SEITE ->
━━━━━━━━
# Zeigt her eure Steam Weihnachtsaktion Ausbeute 2011



## Rolk (2. Januar 2012)

Der Sale ist jetzt ja weitestgehend vorbei, also dachte ich mir wäre ein entsprechender "Erfolgs" Thread passend. 
 Wo habt ihr überall zugeschlagen und wie zufrieden wart ihr mit dem Sale? 


Ich mache den Anfang:

-Space Pirates and Zombies
-Dawn of War II
-Company of Heroes Complete
-Hard Reset
-Portal 2
-Bunch of Heroes
-Defense Grid You Monster DLC

Alles in allem habe ich nur ca. 26 € verpulvert. Insgesamt war der Sale ok, richtige Kracher waren finde ich aber nicht dabei.

Edit:
Ganz vergessen: 
-X3 Terran War Pack


----------



## fac3l3ss (2. Januar 2012)

- Hitman Pack(ohne Contracts)
- CS:S Pack
- Super Meat Boy
- GTA Complete Pack
- GMOD

Das war mein erste Sale, ich bin damit erst auf den "STEAM"-Geschmack gekommen 


MfG
fac3l3ss


----------



## beren2707 (2. Januar 2012)

S.T.A.L.K.E.R. Clear Sky: 2,49€
S.T.A.L.K.E.R. Call of Pripyat: 3,49€
Dark Messiah of Might and Magic: 2,49€
Day of Defeat Source: umsonst .

8,47€ gesamt, weniger als ich befürchtet habe; lag allerdings auch daran, dass ich viele Spiele aus dem Sale schon hatte....vlt. kauf ich mir ja noch SS: HD Gold Edition. Ich fand den diesjährigen Sale ganz okay, echte Kracherangebote waren es (diesmal) für mich persönlich aber nur wenige.


----------



## fac3l3ss (2. Januar 2012)

fac3l3ss schrieb:


> (...)


 Da fällt mir ein... Ich habe von STEAM ja auch noch den Trainsimulator 2012 geschenkt bekommen 


MfG
fac3l3ss


----------



## Robonator (2. Januar 2012)

Hab nen 10er ausgegeben und mir X3 TC + AP geholt 



> Da fällt mir ein... Ich habe von STEAM ja auch noch den Trainsimulator 2012 geschenkt bekommen


Oh ja tolles Spiel wa?  Ich sag nur:"Ah und es ruckelt mit 9Fps... naja.."


----------



## turbosnake (2. Januar 2012)

Das weiß ich noch:
VVVVV
Shogun DLC´s
GTA  (alle Teile die es gab)
Magicka
Half-life Complete
Limbo
Hoard
Filght Control HD
Alle S.T.A.L.K.E.R.-Teile 
The Witcher
Commander Keen
Hitmann (auch alle Teile)
Metro 2033
Just Cause 1/2
Super Meat Boy

The Bindings of Isaac  (wurde mir gegfitet (aber nicht von steam)


----------



## m-o-m-o (2. Januar 2012)

Beat Hazard
TF2 Items aus dem Rest der Steam Wallet (gehört aber eigentlich nicht zum Sale)
->Insgesamt 5€

Erhandelt:
Trine
CSS für nen Freund

Wer war vernünftiger?
━━━━━━━━
AUFGABEN ->
[a] Gib aus dem Thread zur Steam-Weihnachtsaktion den Abschnitt von „## beren2707 (2.“ bis einschließlich „Source: umsonst .“ wortgetreu zurück.
[b] Beantworte anhand des Threads zur Steam-Weihnachtsaktion diese Fragen:
(i) Wie viel Geld hat Rolk nach eigener Angabe insgesamt ausgegeben?
(ii) Was hat beren2707 für S.T.A.L.K.E.R. Call of Pripyat bezahlt?
(iii) Welches Spiel hat fac3l3ss von Steam geschenkt bekommen?

BEREITGESTELLTE ANGABEN ->
━━━━━━━━
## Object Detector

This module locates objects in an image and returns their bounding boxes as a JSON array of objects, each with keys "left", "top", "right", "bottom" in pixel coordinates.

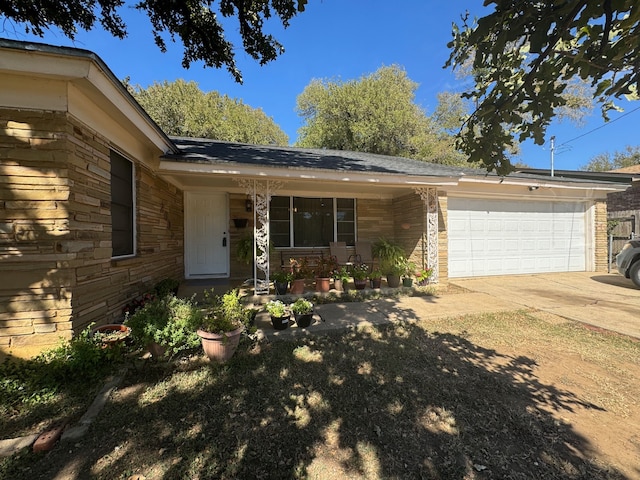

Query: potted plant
━━━━━━━━
LÖSUNGEN JE AUFGABE ->
[a]
## beren2707 (2. Januar 2012)

S.T.A.L.K.E.R. Clear Sky: 2,49€
S.T.A.L.K.E.R. Call of Pripyat: 3,49€
Dark Messiah of Might and Magic: 2,49€
Day of Defeat Source: umsonst .

[b]
(i) Ca. 26 €.
(ii) 3,49 €.
(iii) Den Trainsimulator 2012.